Stated exercise 1: Express the records from their start through the line containing "333,354,376,427" as a JSON list of strings, one string per line, leaving out blank lines and pictures.

=== Provided passage ===

Re: HTTP Working Group 'issues' list

> 
> > Actually, preliminary tests with Apache would seem to indicate that the
> > user's perceived performance improves on a keep-alive'd server if the
> > number of simultaneous connections is set to 2 versus 3 or 4 or 1.
> 
> Having at least two pipes open probably creates a "fast" path, which
> becomes used for short documents, thus improving the perceived
> latency.
> 
> > That is in addition to a dramatic decrease in server load.
> > I think it is due to slow start and the cost of squeezing multiple requests
> > through a single pipe, but these tests were only preliminary.
> 
> The "slow start" motivation does not seem appropriate to me.  I
> don't believe you are allowed to send a second request on a persistent
> connection before you get a complete reply. Thus the client -->
> server direction almost surely incurs in a slow start, as can be
> seen by the following piece of code in tcp_output.c (4.4BSD):
> 
>                 /*
>                  * We have been idle for "a while" and no acks are
>                  * expected to clock out any data we send --
>                  * slow start to get ack "clock" running again.
>                  */
>                 tp->snd_cwnd = tp->t_maxseg;
> 
> In practice, if the request is shorter than an MSS there is no
> effect, otherwise it takes an additional RTT just to send out the
> request (the importance of headers being small...).

===

Stated exercise 2: In the HTTP Working Group message, what number of simultaneous connections did the preliminary Apache tests suggest gives better perceived performance than 3, 4, or 1?

=== Entries ===

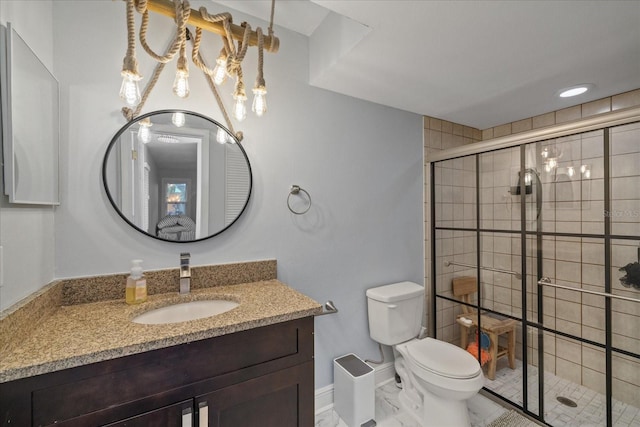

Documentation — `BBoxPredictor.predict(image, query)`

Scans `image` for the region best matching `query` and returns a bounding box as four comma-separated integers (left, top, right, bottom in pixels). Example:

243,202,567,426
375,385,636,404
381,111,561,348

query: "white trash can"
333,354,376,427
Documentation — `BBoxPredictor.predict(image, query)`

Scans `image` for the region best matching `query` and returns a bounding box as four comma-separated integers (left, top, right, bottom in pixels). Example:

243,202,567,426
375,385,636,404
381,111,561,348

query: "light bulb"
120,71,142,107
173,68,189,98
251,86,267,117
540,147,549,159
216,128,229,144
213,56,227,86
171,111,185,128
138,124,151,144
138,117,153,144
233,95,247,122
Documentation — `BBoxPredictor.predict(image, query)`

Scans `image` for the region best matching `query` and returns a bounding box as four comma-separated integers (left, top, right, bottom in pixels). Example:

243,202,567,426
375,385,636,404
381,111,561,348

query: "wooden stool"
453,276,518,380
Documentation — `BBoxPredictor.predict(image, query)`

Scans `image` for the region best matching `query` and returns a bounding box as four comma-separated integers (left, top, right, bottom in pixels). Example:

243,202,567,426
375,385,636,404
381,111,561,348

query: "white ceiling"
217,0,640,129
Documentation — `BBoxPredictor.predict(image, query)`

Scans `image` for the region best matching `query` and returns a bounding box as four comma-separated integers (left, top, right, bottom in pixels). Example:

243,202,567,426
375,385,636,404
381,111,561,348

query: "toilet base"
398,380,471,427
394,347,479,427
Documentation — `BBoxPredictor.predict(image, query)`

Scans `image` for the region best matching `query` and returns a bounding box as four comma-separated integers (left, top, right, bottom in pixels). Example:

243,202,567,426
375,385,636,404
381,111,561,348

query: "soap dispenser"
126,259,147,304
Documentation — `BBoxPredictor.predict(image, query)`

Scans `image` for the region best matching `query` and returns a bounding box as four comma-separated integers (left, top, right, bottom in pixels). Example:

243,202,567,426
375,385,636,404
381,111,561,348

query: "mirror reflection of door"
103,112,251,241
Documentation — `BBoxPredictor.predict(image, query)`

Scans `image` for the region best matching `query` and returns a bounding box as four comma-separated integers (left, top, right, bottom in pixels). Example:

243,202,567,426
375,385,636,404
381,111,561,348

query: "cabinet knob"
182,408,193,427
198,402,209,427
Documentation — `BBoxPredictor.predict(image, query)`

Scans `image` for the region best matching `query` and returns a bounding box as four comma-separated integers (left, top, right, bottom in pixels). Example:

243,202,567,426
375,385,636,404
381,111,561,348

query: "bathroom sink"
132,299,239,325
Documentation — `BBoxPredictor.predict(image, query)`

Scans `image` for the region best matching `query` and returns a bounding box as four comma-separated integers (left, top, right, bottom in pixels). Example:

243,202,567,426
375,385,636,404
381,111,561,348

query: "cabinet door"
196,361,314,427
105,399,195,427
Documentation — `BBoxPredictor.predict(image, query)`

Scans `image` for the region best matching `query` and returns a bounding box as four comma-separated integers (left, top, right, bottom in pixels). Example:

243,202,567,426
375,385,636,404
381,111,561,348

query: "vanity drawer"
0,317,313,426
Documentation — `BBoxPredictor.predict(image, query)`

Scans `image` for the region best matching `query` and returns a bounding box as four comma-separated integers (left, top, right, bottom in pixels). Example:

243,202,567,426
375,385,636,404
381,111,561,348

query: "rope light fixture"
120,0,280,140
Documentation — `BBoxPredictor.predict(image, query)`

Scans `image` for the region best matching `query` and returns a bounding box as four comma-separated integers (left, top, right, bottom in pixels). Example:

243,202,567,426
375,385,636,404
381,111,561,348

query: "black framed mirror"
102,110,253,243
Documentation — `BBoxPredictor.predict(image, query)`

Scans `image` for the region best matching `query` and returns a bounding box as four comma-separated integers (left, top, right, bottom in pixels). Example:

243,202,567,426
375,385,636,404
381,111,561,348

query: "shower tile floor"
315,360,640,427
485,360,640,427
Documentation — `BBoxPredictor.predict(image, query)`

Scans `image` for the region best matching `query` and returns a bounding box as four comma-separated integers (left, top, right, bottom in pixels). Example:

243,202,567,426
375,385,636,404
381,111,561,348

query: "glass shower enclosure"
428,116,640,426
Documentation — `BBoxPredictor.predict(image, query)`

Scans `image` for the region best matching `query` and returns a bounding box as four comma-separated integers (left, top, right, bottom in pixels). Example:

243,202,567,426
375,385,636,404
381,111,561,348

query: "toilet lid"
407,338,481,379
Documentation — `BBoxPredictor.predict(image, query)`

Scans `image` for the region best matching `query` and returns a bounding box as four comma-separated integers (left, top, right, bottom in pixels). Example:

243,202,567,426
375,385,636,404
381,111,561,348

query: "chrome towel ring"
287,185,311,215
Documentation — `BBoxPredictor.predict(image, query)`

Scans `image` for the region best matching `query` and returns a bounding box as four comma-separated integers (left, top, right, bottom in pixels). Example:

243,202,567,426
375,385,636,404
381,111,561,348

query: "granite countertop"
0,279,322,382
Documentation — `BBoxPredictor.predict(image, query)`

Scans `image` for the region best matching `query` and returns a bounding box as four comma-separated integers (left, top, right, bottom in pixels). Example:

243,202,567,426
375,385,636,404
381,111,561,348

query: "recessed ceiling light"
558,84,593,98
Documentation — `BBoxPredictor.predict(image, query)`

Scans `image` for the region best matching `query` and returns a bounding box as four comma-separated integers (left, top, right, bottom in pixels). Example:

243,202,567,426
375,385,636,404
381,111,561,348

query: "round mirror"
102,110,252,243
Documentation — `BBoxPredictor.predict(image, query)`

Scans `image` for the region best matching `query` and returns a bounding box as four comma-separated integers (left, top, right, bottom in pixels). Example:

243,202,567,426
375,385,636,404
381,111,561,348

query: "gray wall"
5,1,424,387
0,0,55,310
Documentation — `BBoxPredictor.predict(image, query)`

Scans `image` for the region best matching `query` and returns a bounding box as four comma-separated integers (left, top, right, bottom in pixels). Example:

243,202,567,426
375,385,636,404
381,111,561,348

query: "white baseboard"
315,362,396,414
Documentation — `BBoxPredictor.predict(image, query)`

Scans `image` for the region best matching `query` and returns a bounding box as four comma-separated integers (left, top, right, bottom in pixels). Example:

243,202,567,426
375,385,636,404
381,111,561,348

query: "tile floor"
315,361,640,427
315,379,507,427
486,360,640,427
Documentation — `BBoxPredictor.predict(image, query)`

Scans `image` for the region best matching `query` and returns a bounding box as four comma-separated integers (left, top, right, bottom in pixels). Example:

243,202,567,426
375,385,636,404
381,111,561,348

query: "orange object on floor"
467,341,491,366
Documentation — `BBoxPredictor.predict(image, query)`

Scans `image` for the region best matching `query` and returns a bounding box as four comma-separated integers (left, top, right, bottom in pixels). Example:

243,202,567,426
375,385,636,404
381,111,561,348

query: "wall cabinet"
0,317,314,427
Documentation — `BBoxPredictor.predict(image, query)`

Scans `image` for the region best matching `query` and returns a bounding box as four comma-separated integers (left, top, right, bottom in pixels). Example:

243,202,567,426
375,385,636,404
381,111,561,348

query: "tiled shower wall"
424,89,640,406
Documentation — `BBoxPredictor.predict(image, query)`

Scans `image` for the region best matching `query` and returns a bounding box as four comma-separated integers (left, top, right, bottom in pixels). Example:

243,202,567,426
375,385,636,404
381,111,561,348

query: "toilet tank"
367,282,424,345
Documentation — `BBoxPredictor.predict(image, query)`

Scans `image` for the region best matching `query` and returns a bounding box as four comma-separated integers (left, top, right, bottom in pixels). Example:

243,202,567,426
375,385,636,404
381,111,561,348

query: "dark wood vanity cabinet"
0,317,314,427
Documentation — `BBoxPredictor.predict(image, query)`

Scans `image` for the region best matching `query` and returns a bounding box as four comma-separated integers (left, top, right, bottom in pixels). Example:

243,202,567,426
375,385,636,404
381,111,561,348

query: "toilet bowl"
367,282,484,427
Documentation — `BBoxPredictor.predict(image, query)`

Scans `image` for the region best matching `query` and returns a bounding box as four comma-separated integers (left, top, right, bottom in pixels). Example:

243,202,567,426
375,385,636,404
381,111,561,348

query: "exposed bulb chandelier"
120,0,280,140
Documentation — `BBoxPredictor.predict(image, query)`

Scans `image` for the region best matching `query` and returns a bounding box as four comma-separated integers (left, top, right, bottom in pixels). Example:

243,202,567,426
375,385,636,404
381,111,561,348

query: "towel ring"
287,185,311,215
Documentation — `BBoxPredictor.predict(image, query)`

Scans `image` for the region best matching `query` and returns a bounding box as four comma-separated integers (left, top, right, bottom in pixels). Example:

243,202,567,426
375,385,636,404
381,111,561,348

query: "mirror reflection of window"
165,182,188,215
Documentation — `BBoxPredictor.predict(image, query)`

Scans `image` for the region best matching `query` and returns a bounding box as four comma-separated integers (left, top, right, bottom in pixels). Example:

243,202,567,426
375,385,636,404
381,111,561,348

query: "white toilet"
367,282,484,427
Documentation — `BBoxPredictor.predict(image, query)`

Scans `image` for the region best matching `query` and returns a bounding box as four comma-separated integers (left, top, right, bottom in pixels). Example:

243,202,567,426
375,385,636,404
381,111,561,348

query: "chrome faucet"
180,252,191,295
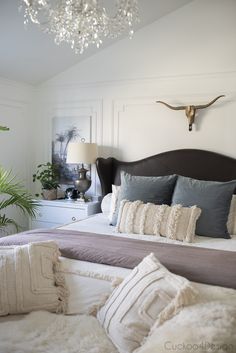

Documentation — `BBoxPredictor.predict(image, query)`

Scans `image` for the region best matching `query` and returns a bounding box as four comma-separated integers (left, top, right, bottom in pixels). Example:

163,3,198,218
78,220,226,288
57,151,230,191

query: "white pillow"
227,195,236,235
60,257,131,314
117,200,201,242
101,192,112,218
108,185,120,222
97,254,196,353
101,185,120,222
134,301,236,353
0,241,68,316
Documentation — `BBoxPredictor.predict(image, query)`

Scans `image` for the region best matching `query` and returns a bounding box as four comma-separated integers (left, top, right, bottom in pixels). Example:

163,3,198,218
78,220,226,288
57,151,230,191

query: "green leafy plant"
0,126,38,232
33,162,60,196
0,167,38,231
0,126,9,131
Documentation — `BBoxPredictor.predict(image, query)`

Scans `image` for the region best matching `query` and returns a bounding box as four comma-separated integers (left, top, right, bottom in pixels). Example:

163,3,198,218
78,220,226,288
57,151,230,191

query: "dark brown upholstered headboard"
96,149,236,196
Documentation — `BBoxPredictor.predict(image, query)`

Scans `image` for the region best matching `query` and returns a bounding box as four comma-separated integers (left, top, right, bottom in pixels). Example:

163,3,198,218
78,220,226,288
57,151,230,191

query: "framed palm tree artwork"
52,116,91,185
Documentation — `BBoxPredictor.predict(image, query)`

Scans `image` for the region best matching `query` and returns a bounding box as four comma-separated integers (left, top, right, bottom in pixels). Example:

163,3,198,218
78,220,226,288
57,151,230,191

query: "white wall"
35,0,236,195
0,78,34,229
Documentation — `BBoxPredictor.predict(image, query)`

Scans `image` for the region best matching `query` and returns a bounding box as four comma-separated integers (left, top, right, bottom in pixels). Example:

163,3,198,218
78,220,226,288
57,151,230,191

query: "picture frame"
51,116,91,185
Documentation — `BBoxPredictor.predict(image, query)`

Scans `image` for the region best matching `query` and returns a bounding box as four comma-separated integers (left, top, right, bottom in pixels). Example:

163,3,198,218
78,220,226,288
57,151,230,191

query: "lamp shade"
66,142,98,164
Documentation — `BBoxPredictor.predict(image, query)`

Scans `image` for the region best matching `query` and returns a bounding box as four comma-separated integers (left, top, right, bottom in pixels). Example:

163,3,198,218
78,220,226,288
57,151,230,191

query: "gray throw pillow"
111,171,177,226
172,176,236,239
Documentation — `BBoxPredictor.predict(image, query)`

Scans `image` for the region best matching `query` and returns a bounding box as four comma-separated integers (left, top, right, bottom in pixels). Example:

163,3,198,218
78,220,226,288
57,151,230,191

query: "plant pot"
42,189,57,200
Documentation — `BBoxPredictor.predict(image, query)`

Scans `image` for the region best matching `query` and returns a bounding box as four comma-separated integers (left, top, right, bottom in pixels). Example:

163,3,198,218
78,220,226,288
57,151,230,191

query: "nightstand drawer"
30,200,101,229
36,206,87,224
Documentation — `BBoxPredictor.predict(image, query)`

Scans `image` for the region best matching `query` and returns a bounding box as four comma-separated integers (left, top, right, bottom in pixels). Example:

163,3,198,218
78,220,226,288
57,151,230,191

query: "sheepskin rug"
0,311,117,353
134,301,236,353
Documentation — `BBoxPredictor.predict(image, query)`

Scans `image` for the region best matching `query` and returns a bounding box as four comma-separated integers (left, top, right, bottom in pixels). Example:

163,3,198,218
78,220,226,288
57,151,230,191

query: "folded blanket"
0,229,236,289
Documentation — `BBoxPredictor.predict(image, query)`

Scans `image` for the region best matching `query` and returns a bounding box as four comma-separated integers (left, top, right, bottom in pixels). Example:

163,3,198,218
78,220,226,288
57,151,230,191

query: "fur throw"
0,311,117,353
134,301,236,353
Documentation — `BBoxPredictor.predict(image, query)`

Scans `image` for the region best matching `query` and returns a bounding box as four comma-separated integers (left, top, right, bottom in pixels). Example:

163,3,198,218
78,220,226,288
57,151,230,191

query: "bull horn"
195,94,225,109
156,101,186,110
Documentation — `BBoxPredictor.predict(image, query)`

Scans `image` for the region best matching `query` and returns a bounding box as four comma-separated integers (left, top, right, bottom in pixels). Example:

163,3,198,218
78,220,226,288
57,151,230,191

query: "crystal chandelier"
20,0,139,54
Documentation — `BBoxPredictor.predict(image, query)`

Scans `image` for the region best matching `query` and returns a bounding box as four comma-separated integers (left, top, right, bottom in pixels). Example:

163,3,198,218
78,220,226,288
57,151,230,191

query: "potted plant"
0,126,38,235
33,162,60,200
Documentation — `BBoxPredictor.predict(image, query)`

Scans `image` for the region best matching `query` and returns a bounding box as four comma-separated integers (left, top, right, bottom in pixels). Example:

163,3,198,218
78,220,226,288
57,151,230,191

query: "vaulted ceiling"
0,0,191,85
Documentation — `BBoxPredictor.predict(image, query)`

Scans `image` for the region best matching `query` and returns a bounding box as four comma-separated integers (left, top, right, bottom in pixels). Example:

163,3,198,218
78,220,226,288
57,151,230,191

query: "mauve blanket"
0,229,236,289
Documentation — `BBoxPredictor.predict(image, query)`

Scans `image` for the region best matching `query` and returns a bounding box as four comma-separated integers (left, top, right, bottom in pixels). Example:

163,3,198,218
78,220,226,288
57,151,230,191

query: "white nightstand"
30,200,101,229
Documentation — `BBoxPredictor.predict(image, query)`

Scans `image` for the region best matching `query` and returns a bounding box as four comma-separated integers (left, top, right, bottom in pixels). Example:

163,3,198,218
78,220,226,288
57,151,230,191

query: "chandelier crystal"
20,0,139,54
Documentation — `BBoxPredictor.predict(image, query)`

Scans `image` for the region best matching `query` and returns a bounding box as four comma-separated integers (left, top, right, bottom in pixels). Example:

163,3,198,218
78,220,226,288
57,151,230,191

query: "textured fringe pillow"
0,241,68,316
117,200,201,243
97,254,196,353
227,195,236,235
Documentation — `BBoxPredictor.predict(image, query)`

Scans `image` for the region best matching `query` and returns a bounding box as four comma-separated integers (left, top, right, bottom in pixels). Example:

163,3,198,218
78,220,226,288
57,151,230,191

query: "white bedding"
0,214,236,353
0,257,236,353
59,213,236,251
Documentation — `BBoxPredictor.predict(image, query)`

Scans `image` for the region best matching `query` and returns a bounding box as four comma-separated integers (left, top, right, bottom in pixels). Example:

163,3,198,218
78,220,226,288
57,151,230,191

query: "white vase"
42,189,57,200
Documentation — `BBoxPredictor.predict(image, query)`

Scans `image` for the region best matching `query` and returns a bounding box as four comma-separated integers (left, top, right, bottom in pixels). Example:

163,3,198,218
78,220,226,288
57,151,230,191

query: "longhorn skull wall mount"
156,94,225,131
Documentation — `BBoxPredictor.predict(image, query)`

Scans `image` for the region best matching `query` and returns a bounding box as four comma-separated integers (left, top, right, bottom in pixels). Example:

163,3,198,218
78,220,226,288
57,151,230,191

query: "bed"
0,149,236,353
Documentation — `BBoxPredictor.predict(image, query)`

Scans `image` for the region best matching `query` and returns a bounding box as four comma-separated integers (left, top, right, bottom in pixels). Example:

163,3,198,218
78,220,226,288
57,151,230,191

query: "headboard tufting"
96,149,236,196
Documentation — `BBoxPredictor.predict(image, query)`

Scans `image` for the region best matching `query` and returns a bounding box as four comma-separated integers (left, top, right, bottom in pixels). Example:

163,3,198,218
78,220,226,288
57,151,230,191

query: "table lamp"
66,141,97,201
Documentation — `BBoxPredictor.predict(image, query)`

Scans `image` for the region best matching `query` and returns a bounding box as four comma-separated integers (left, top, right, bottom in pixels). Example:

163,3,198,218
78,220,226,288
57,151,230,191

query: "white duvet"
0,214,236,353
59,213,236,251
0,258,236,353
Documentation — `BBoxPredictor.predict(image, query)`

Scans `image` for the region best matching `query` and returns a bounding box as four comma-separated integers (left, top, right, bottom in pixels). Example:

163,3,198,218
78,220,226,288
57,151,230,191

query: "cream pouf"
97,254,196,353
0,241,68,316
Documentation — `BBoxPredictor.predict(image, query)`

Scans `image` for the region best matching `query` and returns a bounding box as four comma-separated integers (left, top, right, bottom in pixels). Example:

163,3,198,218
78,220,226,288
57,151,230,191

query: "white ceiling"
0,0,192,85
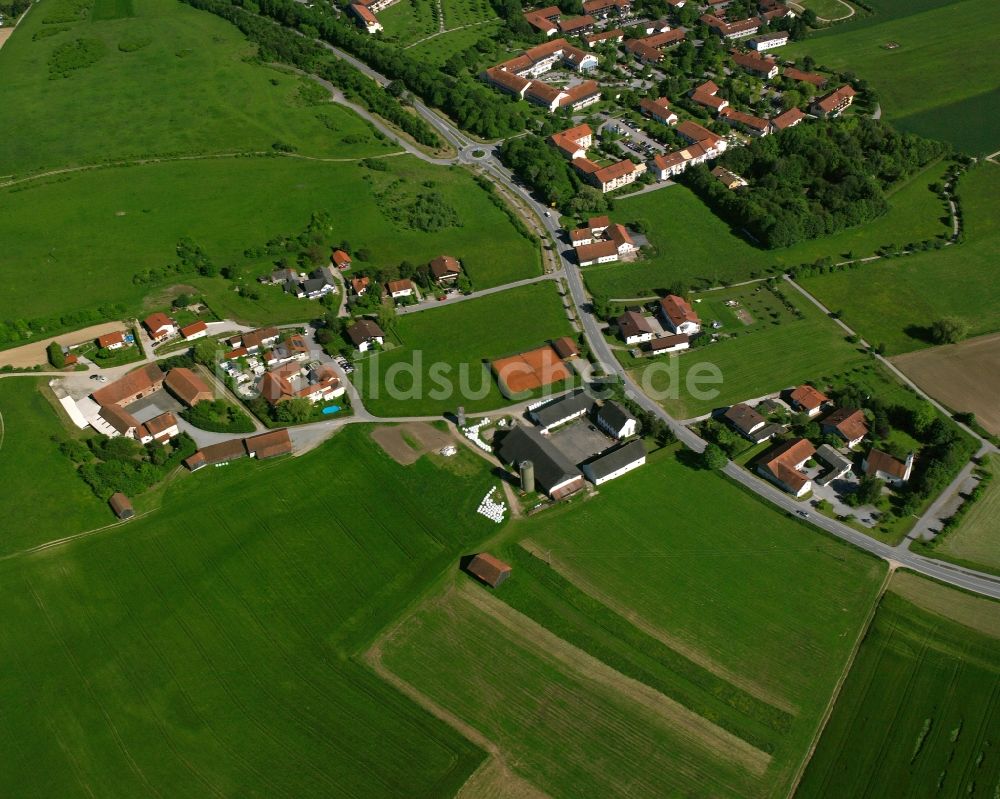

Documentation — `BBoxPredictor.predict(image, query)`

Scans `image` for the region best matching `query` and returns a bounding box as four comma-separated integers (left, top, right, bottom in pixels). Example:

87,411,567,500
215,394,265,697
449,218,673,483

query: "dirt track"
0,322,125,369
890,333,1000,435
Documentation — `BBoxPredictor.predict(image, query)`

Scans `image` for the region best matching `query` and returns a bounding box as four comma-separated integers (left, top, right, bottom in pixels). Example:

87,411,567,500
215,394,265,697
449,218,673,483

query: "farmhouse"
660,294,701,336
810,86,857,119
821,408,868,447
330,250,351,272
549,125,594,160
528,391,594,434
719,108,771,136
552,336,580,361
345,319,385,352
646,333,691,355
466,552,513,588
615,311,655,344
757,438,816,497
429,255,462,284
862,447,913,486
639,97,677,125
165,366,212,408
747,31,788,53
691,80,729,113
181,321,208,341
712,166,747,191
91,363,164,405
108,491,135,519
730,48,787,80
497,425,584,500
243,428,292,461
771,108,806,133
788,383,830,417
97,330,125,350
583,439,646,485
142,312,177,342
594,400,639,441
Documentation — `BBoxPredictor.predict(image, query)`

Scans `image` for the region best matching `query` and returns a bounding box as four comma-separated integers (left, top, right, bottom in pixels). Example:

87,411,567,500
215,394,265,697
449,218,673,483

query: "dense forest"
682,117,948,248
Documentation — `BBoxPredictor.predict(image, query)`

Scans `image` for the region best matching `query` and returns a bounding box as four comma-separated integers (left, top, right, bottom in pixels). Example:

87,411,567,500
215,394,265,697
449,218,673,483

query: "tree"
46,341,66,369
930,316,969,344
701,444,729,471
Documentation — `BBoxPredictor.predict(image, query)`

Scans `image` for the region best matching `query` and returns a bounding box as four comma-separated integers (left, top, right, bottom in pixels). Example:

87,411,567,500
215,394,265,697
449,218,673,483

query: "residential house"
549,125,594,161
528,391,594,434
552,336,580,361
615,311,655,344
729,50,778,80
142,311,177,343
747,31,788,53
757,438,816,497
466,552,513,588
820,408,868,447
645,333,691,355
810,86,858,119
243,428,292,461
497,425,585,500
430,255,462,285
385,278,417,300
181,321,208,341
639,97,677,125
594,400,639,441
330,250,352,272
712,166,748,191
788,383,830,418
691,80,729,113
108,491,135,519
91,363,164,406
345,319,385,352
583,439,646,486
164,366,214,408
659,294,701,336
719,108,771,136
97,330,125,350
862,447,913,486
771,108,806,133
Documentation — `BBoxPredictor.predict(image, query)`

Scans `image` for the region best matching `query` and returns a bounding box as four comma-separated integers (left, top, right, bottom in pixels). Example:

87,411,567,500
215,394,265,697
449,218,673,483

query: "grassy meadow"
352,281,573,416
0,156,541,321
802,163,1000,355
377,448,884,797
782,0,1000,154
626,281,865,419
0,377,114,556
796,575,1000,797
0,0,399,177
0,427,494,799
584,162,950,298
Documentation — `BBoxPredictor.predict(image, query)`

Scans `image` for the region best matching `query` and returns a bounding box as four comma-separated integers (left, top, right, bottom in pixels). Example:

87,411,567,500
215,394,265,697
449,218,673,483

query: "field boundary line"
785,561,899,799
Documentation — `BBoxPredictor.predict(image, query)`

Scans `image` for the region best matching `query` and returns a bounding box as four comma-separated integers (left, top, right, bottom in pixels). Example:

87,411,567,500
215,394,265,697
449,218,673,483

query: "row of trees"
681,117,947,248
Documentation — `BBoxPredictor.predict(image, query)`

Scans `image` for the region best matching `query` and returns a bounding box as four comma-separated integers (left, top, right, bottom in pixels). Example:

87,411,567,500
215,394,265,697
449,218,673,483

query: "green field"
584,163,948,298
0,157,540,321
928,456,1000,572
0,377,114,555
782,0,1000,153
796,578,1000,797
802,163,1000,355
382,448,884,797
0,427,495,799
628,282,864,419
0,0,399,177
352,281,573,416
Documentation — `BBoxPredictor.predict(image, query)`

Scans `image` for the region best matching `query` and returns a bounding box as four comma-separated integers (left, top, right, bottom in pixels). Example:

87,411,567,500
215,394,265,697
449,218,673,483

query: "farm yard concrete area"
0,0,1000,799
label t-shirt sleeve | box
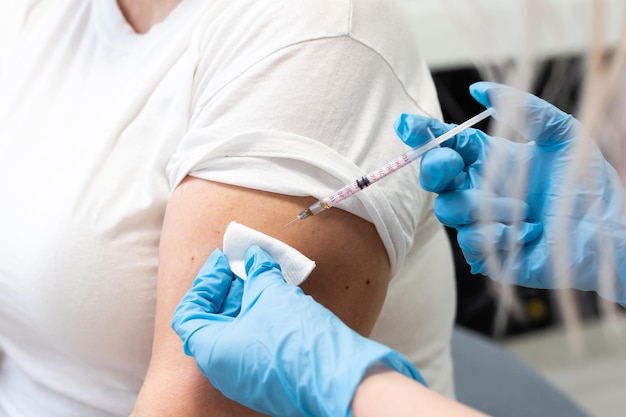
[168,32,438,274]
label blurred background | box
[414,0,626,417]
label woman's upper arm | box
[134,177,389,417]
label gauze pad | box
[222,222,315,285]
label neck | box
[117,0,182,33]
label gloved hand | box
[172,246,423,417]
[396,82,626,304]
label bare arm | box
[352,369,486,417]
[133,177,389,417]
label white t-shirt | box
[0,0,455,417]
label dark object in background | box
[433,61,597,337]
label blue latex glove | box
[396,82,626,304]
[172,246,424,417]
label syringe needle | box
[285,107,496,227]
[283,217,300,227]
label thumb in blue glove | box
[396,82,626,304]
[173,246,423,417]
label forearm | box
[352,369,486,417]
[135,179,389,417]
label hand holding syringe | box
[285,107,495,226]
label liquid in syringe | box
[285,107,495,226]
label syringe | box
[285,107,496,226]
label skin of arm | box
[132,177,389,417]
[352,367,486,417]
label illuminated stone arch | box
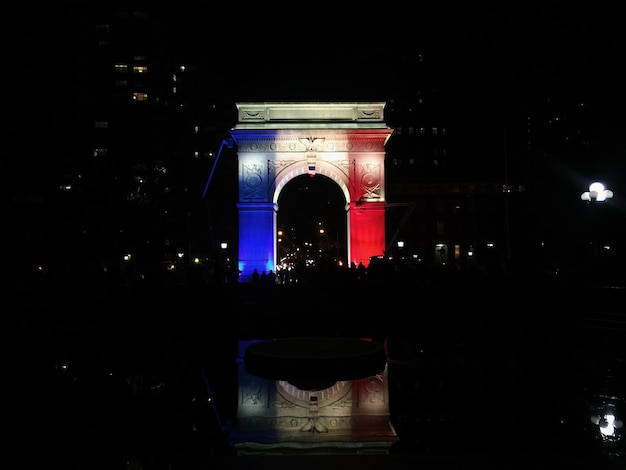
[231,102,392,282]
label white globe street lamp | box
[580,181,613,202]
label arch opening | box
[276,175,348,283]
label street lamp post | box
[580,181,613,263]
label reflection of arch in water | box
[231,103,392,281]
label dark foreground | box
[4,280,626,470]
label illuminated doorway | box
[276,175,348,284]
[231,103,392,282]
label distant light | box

===

Exercise answer 1:
[
  "Documentation — `BBoxPredictor.predict(image, query)`",
  "Scans `image` for the region best matching `query` and returns a bounding box as four comma-separated integers (left, top, right, bottom in pixels). Example:",
  "243,202,567,426",
  "375,385,636,404",
  "381,111,561,348",
  "query: \"white trash can\"",
  "333,354,376,427"
]

Exercise answer 2: Two simultaneous connections.